- _ФРАГМЕНТ ДОКУМЕНТА_:
------------------------------

Я совершенно беспристрастен в своих показаниях, и моя единственная цель - предостеречь публику. Нельзя ждать добра ни от каких высокопринципиальных преобразований, вся принципиальность которых обращена лишь на младших клерков. Такие преобразования порождены самым грошовым и самым лицемерным патриотизмом в мире. Наша государственная система поставлена вверх ногами, корнями к небу. Начните с них, а тогда и мелкие веточки скоро сами собой придут в порядок.

9 июня 1955 года

БОЛЬШОЙ РЕБЕНОК

Перевод Т. Литвиновой

Не приходило ли кому-либо из наших читателей в голову, что нельзя считать удовлетворительным такое состояние общества, при котором в году одна тысяча восемьсот пятьдесят пятом возможна Комиссия народных представителей, публично и торжественно обсуждающая, следует ли предоставить народу право во дни воскресного отдыха посещать свои скромные трактиры и чайные? Не чудится ли тем, к кому мы здесь обращаемся и кто даст себе труд поразмыслить минуту над поставленным нами вопросом, не чудится ли им нечто чудовищное и унизительное в самом существовании комиссии, занимающейся подобным расследованием - в нашей стране, в наше время?

Что касается нас, мы можем ответить не раздумывая. Этот всенародный позор вызывает у нас стыд и возмущение.

Все это было бы просто смешно, если бы в этом не было клеветы на изнуренный работой, задавленный налогами и тем не менее добродушнейший и терпеливейший народ. Давно пора понять, что он заслужил лучшего с собой обращения. В разгаре лета вдруг собирается комиссия, которая самым серьезным образом начинает допытываться, можно ли смотреть на английский народ иначе, как на шайку пьяниц и нарушителей общественного порядка, состоящих на учете в полиции? Лорды и джентльмены, лорды и джентльмены! Неужели затем лишь приблизились мы настолько к Утопии - после долгих странствий по темным и кровавым дорогам английской истории, - чтобы заниматься такими пустяками? Неужто нет ничего иного - дома, либо за морями, видимого простым глазом, либо сокрытого от взоров - ничего такого, что указывало бы нам на другие, более благородные цели?

------------------------------

- _Сохранённые записи данных_:
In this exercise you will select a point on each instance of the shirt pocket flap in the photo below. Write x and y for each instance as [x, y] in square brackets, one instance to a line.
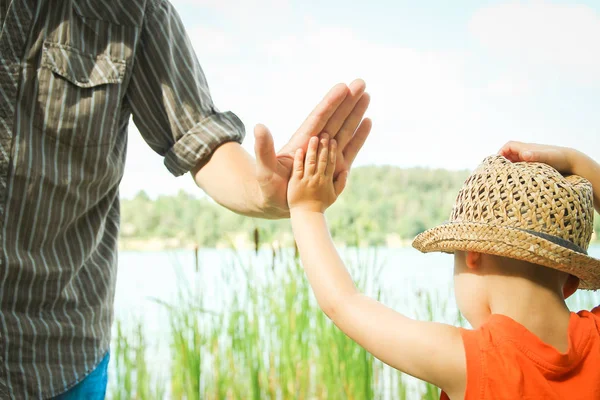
[82, 70]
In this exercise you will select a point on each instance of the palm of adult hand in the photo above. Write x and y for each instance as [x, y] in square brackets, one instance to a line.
[339, 114]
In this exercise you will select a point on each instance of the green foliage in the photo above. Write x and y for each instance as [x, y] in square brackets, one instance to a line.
[273, 342]
[378, 202]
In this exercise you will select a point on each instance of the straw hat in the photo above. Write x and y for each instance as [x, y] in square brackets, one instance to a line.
[526, 211]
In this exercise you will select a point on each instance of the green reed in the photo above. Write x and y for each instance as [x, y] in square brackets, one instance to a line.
[272, 342]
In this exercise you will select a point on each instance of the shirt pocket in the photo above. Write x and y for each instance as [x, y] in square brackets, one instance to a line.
[79, 95]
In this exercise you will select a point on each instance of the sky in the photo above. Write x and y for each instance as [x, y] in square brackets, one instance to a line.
[450, 82]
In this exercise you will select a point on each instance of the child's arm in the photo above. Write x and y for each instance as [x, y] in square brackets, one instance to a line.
[430, 351]
[563, 159]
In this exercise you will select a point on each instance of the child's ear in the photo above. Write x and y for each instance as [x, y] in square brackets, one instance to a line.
[571, 286]
[473, 260]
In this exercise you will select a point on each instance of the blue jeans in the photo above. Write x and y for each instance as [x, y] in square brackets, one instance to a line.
[92, 387]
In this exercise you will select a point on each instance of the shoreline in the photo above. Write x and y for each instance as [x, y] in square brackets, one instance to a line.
[173, 244]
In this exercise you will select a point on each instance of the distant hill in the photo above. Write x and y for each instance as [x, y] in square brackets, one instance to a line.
[381, 205]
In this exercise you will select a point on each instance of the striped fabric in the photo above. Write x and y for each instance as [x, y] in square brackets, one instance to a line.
[72, 73]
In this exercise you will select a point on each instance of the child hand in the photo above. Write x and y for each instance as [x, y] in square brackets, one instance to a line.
[562, 159]
[311, 186]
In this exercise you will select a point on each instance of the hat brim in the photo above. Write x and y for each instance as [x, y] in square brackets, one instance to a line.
[511, 243]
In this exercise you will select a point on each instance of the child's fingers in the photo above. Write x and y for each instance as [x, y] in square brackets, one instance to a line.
[332, 157]
[298, 172]
[340, 183]
[311, 157]
[323, 154]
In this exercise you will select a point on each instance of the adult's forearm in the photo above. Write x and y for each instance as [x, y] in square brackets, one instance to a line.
[229, 178]
[586, 167]
[324, 268]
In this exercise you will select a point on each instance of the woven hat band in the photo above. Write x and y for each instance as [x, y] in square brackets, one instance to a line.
[557, 240]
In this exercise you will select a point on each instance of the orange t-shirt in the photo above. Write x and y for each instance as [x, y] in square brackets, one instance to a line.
[506, 361]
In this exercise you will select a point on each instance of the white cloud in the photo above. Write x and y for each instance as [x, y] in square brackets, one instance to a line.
[541, 37]
[432, 108]
[237, 8]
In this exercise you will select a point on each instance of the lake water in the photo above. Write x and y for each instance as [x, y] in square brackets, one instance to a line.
[143, 277]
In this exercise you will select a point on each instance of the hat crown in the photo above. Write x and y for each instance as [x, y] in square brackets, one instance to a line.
[529, 196]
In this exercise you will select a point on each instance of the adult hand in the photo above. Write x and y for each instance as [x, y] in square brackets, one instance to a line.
[560, 158]
[340, 115]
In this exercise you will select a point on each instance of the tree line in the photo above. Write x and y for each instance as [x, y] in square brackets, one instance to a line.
[381, 205]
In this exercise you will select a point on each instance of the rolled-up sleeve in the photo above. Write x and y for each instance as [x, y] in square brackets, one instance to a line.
[169, 96]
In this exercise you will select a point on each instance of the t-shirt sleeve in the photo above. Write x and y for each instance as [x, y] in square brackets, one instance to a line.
[169, 96]
[473, 344]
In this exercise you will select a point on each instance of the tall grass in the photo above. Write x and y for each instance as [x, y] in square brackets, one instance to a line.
[269, 341]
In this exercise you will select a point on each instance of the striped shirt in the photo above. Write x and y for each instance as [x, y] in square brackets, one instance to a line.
[72, 73]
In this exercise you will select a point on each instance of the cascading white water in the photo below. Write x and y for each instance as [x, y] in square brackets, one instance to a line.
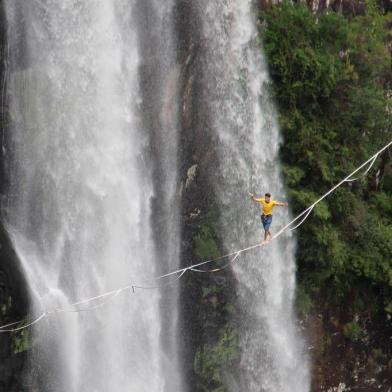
[79, 202]
[243, 121]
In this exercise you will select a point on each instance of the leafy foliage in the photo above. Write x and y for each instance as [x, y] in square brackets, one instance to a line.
[211, 361]
[330, 77]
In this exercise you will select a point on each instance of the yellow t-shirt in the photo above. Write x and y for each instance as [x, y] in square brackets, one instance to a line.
[266, 208]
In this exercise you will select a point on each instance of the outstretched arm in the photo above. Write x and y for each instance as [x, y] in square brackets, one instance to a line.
[252, 196]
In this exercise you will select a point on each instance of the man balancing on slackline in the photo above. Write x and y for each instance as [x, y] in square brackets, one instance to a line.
[267, 205]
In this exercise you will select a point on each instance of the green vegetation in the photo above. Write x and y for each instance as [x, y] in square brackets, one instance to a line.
[212, 360]
[353, 331]
[331, 77]
[21, 341]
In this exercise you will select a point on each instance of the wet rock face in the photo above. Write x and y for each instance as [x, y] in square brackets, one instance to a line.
[13, 294]
[13, 306]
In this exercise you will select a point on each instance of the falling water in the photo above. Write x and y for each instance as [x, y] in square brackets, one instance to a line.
[243, 121]
[79, 204]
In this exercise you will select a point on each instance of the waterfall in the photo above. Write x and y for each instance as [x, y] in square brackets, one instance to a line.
[80, 206]
[243, 122]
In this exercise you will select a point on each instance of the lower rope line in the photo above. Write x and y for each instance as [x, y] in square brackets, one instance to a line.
[195, 267]
[160, 286]
[217, 269]
[37, 320]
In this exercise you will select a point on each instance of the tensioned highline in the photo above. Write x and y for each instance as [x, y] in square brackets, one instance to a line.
[194, 267]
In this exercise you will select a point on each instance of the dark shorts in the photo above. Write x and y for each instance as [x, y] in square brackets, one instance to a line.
[266, 220]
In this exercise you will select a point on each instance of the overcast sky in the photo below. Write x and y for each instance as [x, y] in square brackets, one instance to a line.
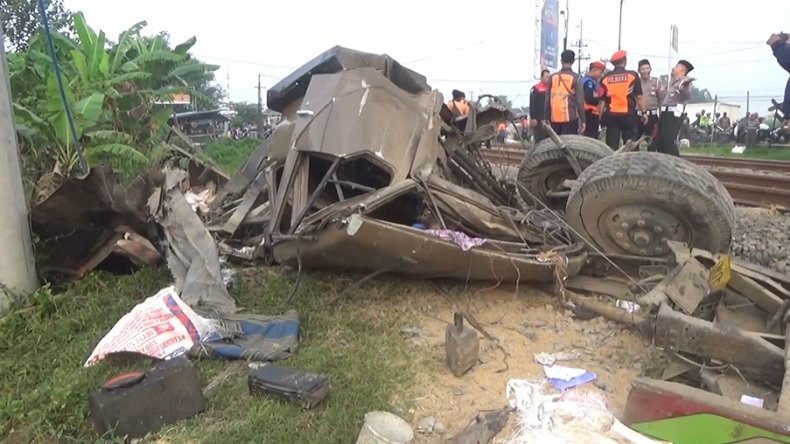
[476, 47]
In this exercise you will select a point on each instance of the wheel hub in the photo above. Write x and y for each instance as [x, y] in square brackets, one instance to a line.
[642, 230]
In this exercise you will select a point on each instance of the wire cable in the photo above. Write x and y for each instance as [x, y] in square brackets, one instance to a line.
[61, 89]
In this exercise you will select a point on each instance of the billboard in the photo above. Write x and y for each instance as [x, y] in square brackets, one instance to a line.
[549, 34]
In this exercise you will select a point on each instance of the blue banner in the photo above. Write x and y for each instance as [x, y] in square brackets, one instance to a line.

------------------------------

- _ЧТО СДЕЛАТЬ_:
[1] Как короче, в виде списка, изложить абзац фрагмента, начинающийся словами «Все это было бы просто смешно», сохранив его главные мысли?
[2] Допишите следующую часть фрагмента о комиссии, обсуждающей право народа на воскресный отдых, начав сразу после его последнего предложения.
Эти записи получены из другого источника.

- _ОТВЕТЫ ПО ЗАДАНИЯМ_:
[1]
- Все это было бы смешно, если бы не клевета на народ. Этот народ изнурен работой и задавлен налогами, но остается добродушным и терпеливым. Он давно заслужил лучшего обращения.
- В разгаре лета собирается комиссия. Она всерьез выясняет, можно ли смотреть на английский народ иначе, чем на шайку пьяниц и нарушителей порядка, состоящих на учете в полиции.
- Следует обращение к лордам и джентльменам: неужели страна, пройдя темными и кровавыми дорогами своей истории и приблизившись к Утопии, должна заниматься такими пустяками?
- Звучит вопрос, неужели дома или за морями нет ничего, что указывало бы на более благородные цели.

[2]
Существует два института, замечательных как своим невежеством в отношении всего, что касается народа, так и своим постоянным вмешательством в его дела. Первый институт - это палата общин, второй - маньяки. Члены парламента и маньяки совместными усилиями изводят столь возлюбленный ими народ, не давая ему поднять голос в свою защиту. Всякий, кто обладает здравым смыслом, умеет войти в положение другого и наделен самой обыкновенной наблюдательностью (члены парламента и маньяки, разумеется, исключаются), вероятно, уже несколько месяцев назад понял совершенную нелепость того, чтобы народ согласился терпеть лишения и неудобства, которыми ему грозят воскресные ограничения, введенные и последнее время. Сколько раз мы, пишущие эти строки, предупреждали десятки членов парламента и маньяков, сколько раз предупреждали их и другие, о том, что мера, которую они в своем дремучем невежестве одобрили, никуда не годится! Члены парламента и маньяки не верили нашим предостережениям или не внимали им. Чем это все кончилось, мы знаем и расхлебываем по сей день.

Положим, маньяки на то и маньяки, чтобы взбираться на кафедры и под влиянием своей единственной, кособокой мании коситься на публику и молоть вздор. Но члены-то парламента о чем думают - почему они танцуют под дудку маньяков? В самом деле - почему? Не потому ли, что для них народ - понятие отвлеченное: Большой Ребенок, на которого надо хмуриться во время съезда мировых судей, которого следует тетешкать и трепать по щечке во время выборов, но воскресеньям ставить в угол, в праздники выносить на улицу, чтобы он мог поглазеть на карету, в которой везут королеву, а остальное время - от понедельника до субботы - держать, так сказать, под розгой, как школьника? Не потому ли, что народ представляется им непременно этаким младенцем с большой головой, которого надо то приласкать, то пожурить, то побаюкать, то припугнуть "букой". то поцеловать, то выпороть, а главное - не выпускать из пеленок, чтобы сам он ножками никуда, ни-ни! Не потому ли, а? Осмелимся ответить на этот вопрос утвердительно.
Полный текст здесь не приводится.